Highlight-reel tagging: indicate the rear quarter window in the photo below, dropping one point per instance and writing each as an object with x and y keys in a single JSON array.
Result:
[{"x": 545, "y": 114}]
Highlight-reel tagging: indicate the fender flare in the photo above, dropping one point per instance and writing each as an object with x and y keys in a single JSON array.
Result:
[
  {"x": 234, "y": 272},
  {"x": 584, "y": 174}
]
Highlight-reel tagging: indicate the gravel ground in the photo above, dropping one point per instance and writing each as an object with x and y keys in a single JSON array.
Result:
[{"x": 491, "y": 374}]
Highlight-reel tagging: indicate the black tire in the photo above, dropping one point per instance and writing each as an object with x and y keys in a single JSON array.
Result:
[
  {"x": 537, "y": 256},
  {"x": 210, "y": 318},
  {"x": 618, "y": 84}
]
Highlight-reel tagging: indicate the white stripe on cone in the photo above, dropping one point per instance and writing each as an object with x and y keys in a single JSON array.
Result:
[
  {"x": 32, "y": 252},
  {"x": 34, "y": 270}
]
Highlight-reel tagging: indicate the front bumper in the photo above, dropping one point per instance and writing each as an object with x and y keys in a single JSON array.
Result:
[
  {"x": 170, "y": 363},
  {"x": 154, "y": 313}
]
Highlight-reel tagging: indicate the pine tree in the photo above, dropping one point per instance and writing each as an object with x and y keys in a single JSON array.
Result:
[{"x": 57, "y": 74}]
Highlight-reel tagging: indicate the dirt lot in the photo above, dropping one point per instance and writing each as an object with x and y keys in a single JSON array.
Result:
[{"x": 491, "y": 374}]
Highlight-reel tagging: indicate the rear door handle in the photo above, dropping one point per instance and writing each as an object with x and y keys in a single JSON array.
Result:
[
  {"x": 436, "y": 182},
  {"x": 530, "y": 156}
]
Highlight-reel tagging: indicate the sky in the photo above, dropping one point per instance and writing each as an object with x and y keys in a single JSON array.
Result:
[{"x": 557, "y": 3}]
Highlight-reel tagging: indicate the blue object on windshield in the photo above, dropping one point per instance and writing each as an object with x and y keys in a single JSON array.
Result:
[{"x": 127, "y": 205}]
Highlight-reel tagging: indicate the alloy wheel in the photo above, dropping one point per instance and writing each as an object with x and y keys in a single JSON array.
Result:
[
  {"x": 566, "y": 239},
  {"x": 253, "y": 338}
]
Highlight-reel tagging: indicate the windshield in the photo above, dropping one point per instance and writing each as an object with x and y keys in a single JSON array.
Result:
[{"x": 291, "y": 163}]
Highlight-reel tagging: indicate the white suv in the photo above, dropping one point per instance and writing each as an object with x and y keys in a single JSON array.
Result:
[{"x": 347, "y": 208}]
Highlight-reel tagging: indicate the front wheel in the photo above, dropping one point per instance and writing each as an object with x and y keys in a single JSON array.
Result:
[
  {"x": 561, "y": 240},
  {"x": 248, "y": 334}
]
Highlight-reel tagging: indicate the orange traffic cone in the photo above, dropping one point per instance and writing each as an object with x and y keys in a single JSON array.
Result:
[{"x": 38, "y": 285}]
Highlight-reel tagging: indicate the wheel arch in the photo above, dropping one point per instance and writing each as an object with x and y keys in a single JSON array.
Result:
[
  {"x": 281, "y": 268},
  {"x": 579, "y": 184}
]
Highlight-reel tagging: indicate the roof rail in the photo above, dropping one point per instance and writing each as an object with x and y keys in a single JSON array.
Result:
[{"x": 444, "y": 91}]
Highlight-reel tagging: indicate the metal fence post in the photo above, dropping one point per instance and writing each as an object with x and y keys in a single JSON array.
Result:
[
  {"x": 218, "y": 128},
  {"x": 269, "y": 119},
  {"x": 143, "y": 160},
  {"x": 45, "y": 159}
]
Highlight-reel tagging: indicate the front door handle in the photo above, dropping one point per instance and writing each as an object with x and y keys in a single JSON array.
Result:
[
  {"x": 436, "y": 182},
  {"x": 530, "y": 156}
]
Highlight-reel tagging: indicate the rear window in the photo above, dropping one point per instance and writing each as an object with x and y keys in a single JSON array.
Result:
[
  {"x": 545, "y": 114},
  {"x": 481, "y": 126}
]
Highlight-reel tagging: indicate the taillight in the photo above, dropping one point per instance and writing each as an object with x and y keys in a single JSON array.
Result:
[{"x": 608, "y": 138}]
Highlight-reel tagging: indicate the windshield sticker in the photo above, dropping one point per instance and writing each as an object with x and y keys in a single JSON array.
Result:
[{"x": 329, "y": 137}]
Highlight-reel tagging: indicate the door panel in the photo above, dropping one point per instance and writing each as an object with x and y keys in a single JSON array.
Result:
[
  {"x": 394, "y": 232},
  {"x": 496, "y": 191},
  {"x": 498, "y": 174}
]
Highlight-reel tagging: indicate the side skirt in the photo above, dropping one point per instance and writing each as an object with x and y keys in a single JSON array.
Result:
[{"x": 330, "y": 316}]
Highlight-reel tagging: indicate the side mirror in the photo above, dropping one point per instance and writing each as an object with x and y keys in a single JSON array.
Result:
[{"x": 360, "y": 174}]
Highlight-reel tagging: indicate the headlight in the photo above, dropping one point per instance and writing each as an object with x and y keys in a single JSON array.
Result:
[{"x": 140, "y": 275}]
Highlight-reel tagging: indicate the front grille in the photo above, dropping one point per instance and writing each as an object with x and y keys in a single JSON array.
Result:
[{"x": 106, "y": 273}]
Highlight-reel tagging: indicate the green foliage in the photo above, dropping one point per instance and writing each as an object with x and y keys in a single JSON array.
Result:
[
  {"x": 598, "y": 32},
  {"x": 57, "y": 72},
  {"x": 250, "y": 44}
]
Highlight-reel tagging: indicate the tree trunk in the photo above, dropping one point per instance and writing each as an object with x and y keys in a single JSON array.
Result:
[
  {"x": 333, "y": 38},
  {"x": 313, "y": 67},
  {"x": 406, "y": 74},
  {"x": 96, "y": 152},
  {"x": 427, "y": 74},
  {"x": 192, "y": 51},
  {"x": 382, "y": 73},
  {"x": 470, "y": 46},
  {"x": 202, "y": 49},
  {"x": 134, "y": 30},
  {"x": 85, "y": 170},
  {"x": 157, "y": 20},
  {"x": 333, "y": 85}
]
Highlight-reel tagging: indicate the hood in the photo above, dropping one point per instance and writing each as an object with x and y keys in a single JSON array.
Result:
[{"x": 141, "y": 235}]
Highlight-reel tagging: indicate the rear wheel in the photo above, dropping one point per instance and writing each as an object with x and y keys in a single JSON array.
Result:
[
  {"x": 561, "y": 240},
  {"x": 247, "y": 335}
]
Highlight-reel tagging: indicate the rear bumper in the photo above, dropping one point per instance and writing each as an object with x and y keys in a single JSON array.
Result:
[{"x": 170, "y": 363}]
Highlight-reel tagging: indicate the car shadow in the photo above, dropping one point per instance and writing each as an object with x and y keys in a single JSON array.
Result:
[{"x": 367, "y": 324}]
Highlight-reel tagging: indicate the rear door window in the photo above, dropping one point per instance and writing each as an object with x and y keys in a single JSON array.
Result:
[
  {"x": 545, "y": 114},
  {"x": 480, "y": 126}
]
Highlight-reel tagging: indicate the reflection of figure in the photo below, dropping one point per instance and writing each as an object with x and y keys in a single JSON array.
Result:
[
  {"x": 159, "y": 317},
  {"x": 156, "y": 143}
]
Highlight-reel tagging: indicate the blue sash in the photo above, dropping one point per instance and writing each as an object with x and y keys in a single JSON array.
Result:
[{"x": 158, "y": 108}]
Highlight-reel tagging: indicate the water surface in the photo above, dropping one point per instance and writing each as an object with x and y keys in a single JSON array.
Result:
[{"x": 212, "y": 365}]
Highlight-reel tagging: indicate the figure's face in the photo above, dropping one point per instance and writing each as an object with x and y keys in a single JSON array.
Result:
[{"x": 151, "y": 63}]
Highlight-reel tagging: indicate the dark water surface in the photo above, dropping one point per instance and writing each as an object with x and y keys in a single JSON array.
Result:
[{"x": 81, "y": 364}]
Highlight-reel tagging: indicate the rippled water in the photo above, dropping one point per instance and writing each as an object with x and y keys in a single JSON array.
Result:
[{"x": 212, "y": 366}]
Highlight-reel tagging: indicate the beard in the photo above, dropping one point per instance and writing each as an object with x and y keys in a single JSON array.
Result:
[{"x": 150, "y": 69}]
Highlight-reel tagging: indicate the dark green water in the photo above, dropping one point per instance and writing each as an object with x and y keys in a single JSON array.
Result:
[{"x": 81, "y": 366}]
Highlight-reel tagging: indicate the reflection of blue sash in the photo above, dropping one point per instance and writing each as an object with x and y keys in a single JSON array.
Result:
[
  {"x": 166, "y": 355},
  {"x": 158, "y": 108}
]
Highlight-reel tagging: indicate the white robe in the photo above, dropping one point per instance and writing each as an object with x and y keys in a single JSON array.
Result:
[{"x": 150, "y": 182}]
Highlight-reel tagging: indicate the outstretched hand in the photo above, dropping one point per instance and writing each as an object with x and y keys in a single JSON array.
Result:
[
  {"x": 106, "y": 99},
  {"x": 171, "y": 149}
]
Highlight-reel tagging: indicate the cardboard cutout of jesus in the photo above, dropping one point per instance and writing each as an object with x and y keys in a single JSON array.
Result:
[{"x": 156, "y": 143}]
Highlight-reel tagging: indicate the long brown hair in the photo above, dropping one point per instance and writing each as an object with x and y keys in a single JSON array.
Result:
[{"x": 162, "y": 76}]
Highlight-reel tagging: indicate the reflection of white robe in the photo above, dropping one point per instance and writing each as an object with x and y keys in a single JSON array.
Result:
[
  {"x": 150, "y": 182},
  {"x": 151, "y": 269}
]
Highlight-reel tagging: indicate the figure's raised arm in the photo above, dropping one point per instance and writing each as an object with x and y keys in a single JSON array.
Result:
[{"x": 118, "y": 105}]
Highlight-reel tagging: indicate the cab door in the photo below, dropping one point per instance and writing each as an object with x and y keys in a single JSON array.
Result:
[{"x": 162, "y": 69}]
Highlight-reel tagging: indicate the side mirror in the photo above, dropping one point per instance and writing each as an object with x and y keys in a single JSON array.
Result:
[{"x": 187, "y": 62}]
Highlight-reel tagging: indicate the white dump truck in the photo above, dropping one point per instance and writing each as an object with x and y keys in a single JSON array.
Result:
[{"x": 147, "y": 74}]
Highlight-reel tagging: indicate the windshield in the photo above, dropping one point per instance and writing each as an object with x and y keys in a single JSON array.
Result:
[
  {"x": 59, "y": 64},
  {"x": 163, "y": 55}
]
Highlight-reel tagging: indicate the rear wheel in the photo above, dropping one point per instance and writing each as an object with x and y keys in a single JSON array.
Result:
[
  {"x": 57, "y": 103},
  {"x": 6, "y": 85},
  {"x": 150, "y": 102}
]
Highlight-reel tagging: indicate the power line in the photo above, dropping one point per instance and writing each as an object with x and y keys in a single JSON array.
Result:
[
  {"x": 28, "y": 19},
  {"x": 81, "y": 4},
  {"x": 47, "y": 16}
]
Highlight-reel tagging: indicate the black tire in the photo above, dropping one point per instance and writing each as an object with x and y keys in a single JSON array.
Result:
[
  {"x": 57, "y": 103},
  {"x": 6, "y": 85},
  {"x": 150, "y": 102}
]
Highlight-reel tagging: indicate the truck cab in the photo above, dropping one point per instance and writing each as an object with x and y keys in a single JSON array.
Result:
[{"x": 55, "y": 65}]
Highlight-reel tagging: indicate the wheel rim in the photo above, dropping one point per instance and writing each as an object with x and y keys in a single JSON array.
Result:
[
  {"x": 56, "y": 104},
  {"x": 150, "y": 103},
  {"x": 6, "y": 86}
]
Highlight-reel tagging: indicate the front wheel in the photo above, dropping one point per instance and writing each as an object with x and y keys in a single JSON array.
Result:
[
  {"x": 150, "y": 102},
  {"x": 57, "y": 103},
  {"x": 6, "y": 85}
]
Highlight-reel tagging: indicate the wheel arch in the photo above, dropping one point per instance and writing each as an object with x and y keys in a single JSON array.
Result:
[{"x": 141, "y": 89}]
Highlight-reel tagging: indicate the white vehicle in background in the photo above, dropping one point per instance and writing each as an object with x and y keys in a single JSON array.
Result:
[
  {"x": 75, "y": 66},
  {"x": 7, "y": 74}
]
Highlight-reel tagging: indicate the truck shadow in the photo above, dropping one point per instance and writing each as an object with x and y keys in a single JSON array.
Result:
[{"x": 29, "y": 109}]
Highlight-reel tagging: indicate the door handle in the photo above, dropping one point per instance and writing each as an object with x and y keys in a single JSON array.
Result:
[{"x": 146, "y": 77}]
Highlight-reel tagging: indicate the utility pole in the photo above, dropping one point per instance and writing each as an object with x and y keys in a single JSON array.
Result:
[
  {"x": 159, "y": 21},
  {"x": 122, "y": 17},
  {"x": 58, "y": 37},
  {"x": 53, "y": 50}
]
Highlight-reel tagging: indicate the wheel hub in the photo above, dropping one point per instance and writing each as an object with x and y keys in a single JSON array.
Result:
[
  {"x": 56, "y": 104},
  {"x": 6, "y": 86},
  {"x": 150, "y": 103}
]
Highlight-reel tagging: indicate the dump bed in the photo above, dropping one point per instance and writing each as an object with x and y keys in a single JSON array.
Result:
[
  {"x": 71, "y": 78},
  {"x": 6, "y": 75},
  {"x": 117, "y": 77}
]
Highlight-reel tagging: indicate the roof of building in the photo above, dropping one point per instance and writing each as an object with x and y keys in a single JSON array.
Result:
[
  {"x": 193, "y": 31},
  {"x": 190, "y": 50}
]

### Problem to work on
Search the entries above for lines containing the word "bumper", and copy each one.

### Answer space
Highlight-reel tagging: indicate the front bumper in the photo above, dropping one point per instance and writing each as an object with x and y keys in a single JSON array.
Highlight-reel tagging: indicate the rear bumper in the photo above, dropping one point per instance and writing each as an object with x and y keys in a single JSON array.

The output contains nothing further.